Text extract >>
===============
Welcome to my blog. I write about fitting in, sticking out, and missing the motherland as a serial foreigner.

Death of a sandbox

When we moved here, our block of housing was barely finished, and the landscaping wasn't finished at all. There were wide swaths of sand everywhere and sand became the bane of my existence. It got everywhere - in our house, all over our car, on the patio, and it filled anything we left outside - especially during the winter when it was often quite windy.

But there was a happy side to the piles of sand: my girls and all the other neighborhood kids had access to the largest "sandbox" they'd ever seen. And they quickly set up materials for making the most of it.

At times it was a little annoying to turn the corner to our street and come face to face with an extensive sand ghetto with buckets, shovels, pails, and, yes, an honest-to-goodness trash can strewn about. But the kids LOVED it. Every afternoon, the sand provided hours of play for Miriam and Magdalena and their friends. They made sand sculptures, pretended to cook, wrote their names with sticks, and even mixed sand with water and dribbled it on their arms to make patterns with "sand henna." That last one was tons of fun to clean up, by the way. But it was worth it. They were having so much fun, after all, and hardly anything is better for a kid than extended, unstructured play out of doors.
===============
Region annotation entries >>
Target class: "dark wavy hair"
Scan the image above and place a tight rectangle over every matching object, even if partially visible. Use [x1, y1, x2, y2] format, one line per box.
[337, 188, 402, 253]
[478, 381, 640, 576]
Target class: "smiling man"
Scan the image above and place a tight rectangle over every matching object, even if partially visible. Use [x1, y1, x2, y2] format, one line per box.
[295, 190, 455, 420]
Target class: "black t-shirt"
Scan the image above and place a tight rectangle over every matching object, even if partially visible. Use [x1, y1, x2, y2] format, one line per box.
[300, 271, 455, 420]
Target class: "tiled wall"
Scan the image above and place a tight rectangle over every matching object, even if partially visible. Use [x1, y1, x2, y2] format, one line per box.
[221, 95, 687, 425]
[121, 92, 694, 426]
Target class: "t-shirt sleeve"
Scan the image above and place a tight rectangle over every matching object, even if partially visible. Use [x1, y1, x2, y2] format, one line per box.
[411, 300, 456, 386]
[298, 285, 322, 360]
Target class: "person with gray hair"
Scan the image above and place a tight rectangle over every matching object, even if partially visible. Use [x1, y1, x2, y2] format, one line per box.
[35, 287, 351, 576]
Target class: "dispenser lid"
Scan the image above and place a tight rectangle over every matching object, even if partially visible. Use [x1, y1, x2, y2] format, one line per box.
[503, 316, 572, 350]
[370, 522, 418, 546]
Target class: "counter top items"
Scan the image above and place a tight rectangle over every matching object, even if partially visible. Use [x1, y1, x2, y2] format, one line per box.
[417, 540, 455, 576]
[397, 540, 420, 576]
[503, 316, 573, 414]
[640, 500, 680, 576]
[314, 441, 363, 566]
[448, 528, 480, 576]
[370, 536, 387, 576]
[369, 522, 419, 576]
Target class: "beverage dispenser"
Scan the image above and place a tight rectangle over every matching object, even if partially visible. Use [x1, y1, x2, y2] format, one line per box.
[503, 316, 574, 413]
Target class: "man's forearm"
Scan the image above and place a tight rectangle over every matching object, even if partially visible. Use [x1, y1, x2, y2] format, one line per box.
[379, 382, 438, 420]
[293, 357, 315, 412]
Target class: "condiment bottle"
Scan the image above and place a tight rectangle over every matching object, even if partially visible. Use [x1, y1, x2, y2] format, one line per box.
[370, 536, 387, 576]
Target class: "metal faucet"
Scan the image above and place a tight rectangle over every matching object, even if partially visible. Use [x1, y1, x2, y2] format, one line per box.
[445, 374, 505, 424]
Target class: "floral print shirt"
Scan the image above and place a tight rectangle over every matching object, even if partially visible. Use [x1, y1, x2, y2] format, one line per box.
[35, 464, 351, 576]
===============
Work to complete >> Copy the sandbox blog post word for word, from "At times it" up to and including "out of doors.".

Answer in full >>
At times it was a little annoying to turn the corner to our street and come face to face with an extensive sand ghetto with buckets, shovels, pails, and, yes, an honest-to-goodness trash can strewn about. But the kids LOVED it. Every afternoon, the sand provided hours of play for Miriam and Magdalena and their friends. They made sand sculptures, pretended to cook, wrote their names with sticks, and even mixed sand with water and dribbled it on their arms to make patterns with "sand henna." That last one was tons of fun to clean up, by the way. But it was worth it. They were having so much fun, after all, and hardly anything is better for a kid than extended, unstructured play out of doors.